*TASK TO CARRY OUT*
Give back all the entries below. Omit none of them.

*SOURCE MATERIAL*
- - - - - - -
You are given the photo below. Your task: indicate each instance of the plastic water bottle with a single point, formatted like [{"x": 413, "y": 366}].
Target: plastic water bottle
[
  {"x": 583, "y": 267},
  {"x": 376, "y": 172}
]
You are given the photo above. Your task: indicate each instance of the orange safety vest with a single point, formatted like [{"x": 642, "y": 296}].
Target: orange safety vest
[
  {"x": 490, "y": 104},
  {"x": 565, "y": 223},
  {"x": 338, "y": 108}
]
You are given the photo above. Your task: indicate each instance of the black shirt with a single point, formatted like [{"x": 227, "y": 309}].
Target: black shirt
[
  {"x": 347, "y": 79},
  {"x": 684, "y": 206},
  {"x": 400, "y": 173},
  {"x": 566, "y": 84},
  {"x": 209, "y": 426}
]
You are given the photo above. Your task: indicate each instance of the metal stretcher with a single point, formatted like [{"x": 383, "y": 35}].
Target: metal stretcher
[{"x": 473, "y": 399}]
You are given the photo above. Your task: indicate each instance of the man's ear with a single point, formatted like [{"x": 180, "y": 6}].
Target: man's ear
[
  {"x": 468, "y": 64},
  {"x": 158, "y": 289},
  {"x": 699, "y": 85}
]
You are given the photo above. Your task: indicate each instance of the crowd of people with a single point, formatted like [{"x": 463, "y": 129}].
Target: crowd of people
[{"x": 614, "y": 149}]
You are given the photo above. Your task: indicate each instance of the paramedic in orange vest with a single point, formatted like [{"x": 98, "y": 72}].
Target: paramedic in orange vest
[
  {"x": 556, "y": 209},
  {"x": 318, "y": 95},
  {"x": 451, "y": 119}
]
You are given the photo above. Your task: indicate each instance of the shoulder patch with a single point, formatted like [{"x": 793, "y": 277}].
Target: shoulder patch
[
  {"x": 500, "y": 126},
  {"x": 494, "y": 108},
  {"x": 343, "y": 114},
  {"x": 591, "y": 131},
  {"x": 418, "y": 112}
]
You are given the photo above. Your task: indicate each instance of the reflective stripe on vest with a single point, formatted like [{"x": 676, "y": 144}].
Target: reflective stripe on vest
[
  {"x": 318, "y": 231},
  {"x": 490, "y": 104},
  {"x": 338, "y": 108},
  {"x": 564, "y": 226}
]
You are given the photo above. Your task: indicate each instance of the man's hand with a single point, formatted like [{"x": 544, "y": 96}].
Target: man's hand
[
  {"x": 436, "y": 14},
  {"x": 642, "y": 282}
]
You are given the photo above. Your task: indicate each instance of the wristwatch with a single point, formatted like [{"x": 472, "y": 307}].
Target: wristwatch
- - - - - - -
*EXERCISE RESPONSE*
You are given the photo below. Your task: indicate each instance of the plastic water bottle with a single point, formatted like [{"x": 413, "y": 366}].
Target: plastic water bottle
[
  {"x": 583, "y": 267},
  {"x": 376, "y": 172}
]
You are given the photo above. Your task: indicate each instance of the orange safety vest with a single point, formatted like [{"x": 642, "y": 296}].
Target: orange safety vest
[
  {"x": 490, "y": 104},
  {"x": 565, "y": 223},
  {"x": 338, "y": 108}
]
You are given the photo above. Your task: indicate each instance of the black shirt with a single point, formatted like [{"x": 227, "y": 309}].
Target: black shirt
[
  {"x": 347, "y": 79},
  {"x": 684, "y": 206},
  {"x": 400, "y": 173},
  {"x": 566, "y": 84},
  {"x": 209, "y": 426}
]
You are given the photo above. Your task: indicate each instance of the metal stretcher with a single point, formatted like [{"x": 383, "y": 35}].
Target: metal stretcher
[{"x": 473, "y": 399}]
You are given the photo above. Your task: indicate each instance of the man's ear with a single point, formatted like [{"x": 180, "y": 6}].
Target: man's ear
[
  {"x": 468, "y": 64},
  {"x": 158, "y": 289},
  {"x": 699, "y": 85}
]
You are given the photo above. Your task: indicate each instance of the crowd of people with a single point, formatted like [{"x": 463, "y": 129}].
Target: crowd of people
[{"x": 614, "y": 149}]
You are given the photo above. Your task: indicate each instance of the paramedic in orange vest with a single point, formatted like [{"x": 98, "y": 72}].
Target: paramedic in orange vest
[
  {"x": 556, "y": 209},
  {"x": 318, "y": 95},
  {"x": 451, "y": 119}
]
You are given the photo above. Your task: indicate each instance of the shoulder patch with a single point, formatted like [{"x": 793, "y": 277}].
Target: shoulder patch
[
  {"x": 500, "y": 126},
  {"x": 494, "y": 108},
  {"x": 343, "y": 114},
  {"x": 591, "y": 131},
  {"x": 418, "y": 112}
]
You are given the photo above. Your task: indicate each instance of the reflective stripe on vest with a single point, formatted like [{"x": 676, "y": 144}].
Target: reflective stripe on vest
[
  {"x": 318, "y": 231},
  {"x": 490, "y": 104},
  {"x": 338, "y": 108},
  {"x": 564, "y": 226}
]
You are given the photo above. Your task: indicate each instance of the man's hand with a single point, formatted like [{"x": 544, "y": 96}].
Target: man's hand
[
  {"x": 436, "y": 14},
  {"x": 642, "y": 282}
]
You are given the photo above. Your task: indicate each instance of the wristwatch with a single point, formatted like [{"x": 472, "y": 307}].
Target: wristwatch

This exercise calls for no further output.